** begin TEXT PASSAGE **

Training Poisson's Equation Encoder

Here is a demonstration on how to train the encoder to learn the parameters $\theta$ of a partial differential equation (PDE) given observations of the solution $u_\theta$. Now, technically for this procedure we don't actually need $u_\theta$ to be the solution of a PDE, it just needs to be some family of functions parameterized by $\theta$. But we will consider the PDE setting, as it is the desired usage of this autoencoder.

To that end, let $\theta = (c, b_0, b_1)$ be (constant) parameters for the Poisson equation with Dirichlet boundary conditions on the unit interval. That is, $u_\theta$ is the solution to

$$ \begin{align*} -\Delta u &= c \quad\text{on}\quad [0,1] \\ u(0) &= b_0 \\ u(1) &= b_1 \end{align*} $$

Since $c$ is constant, this equation is readily solved for $u_\theta = u(x)$ as the family of parabolas

$$ u(x) = -\frac{c}{2} x^2 + \left( \frac{c}{2} + b_1 - b_0 \right) x + b_0 $$

Now we will walk through training the encoder in five main steps:

  1. Write the configuration file
  2. Load the data
  3. Design the neural network
  4. Train the network
  5. Assess model fit

1 Poisson configuration file

To train the encoder to learn $\theta$, we simply create a Python script equations/poisson.py which contains the implementations of functions that define the domain, compute replicates of $\theta$, compute $u_\theta$ for a given replicate, and a list of parameter names (optional). There is a template configuration file in the equations directory. Let's briefly walk through the Poisson configuration file.

** end TEXT PASSAGE **
** begin RECORD SET **

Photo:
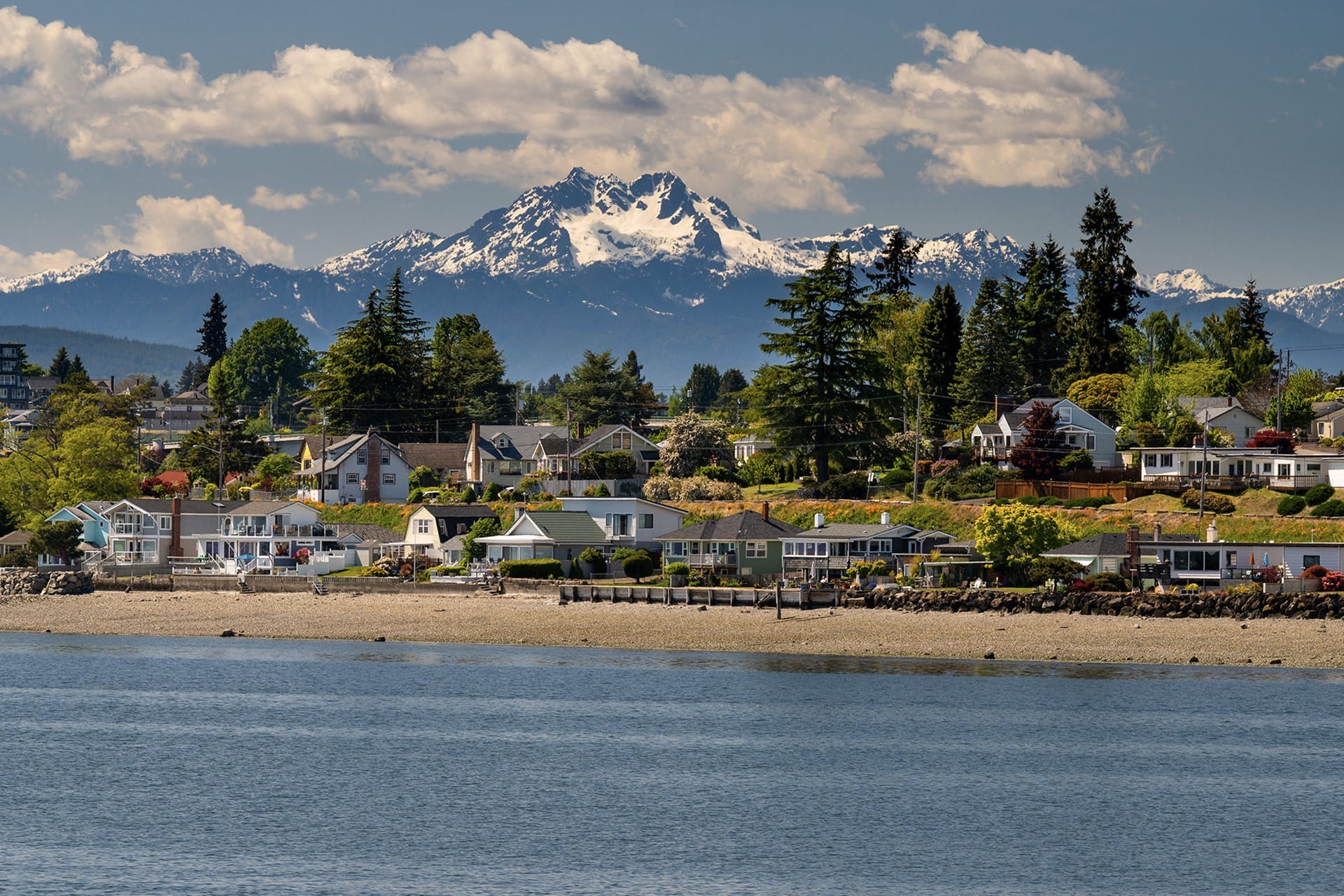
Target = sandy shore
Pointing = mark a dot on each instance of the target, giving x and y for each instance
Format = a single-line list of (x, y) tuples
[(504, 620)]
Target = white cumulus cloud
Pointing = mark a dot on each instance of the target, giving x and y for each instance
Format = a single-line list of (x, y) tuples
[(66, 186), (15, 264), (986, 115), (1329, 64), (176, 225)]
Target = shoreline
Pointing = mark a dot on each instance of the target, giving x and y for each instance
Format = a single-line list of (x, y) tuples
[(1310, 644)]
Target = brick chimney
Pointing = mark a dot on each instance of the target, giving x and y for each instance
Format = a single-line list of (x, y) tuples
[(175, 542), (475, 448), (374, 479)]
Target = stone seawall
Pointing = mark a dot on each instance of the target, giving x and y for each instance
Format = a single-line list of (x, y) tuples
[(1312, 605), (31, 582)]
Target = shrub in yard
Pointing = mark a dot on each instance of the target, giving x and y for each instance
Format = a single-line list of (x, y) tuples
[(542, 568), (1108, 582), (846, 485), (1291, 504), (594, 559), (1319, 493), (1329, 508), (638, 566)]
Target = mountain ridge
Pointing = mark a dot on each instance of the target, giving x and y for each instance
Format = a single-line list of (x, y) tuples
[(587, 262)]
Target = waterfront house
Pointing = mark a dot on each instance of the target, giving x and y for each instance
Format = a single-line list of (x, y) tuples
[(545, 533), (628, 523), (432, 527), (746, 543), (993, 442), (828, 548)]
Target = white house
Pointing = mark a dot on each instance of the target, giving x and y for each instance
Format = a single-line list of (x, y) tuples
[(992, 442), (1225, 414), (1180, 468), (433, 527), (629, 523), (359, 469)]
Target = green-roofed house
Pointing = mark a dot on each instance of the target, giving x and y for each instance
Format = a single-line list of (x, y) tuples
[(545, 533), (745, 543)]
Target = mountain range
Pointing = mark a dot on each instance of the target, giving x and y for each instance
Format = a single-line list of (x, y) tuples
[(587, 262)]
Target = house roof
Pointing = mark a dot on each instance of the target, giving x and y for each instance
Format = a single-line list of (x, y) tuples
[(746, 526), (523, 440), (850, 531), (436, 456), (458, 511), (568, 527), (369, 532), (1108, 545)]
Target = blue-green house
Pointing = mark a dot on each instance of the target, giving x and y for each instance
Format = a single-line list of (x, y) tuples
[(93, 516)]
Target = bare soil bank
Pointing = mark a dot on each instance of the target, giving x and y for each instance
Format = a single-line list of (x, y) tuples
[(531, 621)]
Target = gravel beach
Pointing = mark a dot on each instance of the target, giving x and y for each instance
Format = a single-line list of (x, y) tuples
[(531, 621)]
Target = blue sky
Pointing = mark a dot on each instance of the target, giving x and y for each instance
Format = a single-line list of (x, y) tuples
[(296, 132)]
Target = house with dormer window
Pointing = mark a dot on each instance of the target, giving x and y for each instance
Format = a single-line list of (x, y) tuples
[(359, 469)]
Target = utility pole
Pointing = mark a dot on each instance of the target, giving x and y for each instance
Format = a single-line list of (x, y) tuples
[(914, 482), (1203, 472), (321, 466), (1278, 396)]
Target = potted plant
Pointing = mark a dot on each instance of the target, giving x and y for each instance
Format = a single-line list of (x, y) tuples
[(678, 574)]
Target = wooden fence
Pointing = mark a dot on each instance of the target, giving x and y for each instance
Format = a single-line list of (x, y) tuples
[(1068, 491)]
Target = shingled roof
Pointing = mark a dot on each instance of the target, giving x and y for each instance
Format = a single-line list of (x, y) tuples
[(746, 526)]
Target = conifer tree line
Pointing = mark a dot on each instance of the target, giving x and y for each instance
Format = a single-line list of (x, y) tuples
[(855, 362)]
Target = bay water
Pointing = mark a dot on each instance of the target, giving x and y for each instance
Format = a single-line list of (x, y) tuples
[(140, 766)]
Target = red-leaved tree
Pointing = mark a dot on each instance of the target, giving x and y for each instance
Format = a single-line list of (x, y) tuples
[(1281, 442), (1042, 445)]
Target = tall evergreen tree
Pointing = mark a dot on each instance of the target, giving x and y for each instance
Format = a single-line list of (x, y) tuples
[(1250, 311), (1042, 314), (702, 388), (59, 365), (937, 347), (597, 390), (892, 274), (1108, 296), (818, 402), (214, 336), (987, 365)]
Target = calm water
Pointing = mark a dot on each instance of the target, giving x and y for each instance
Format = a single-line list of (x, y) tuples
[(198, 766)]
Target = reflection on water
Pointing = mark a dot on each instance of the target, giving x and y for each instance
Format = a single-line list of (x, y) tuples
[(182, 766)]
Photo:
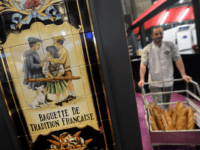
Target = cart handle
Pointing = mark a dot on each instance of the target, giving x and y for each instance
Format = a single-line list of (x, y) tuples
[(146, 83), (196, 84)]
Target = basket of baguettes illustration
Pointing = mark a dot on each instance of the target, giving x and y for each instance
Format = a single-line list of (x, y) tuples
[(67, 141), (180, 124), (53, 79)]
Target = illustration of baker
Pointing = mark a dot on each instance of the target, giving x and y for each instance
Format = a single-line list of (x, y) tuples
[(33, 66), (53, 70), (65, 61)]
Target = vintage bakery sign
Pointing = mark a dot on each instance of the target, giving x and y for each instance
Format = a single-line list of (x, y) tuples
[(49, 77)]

** end RECORD SET **

EXERCISE PROMPT - Carry on the Poisson encoder walkthrough from its last sentence, going through the Poisson configuration file.

ANSWER TO THE TASK -
Parameter names

First we import numpy and create a list containing strings to name the parameters in $\theta$. In this case the names are $c$, $b_0$, and $b_1$. The strings may be formatted with matplotlib's TeX rendering syntax.

In [1]:
import numpy as np 

# PARAMETER NAMES
theta_names = [r'$c$', r'$b_0$', r'$b_1$']

Domain lattice

Next we write a quick function that computes a lattice over the domain, in this case the unit interval.

In [2]:
# DOMAIN
def domain():
    """
    The unit interval as an array of length 100
    """
    return np.linspace(0., 1., num=100)

Solution $u_\theta$

Now we write a function that takes $\theta$ as the input, and computes the solution function $u_\theta = u(x)$ over the lattice defined above. This should be written assuming the argument theta is a one-dimensional numpy array that contains the parameter values.

In [3]:
# SOLUTION
def solution(theta):
    """
    Computes the solution u where theta=[c, b0, b1]
    """
    x = domain()
    c = theta[0]
    b0 = theta[1]
    b1 = theta[2]
    u = -c * x**2 / 2 + (c/2 + b1 - b0)*x + b0
    return u

Priors on $\theta$

Now to simulate replicates of our parameters, we draw from uniform distributions and stack the arrays so that the output has shape (replicates, num_params).

In [4]:
# THETA
def theta(replicates):
    """
    Simulates replicates of Theta
    Output has shape (replicates, num_params)
    """
    # create replicates of theta=[c, b0, b1]
    c = np.random.uniform(-100,100, size=replicates)
    b0 = np.random.uniform(-10,10, size=replicates)
    b1 = np.random.uniform(-10,10, size=replicates)
    theta = np.stack((c, b0, b1), axis=1)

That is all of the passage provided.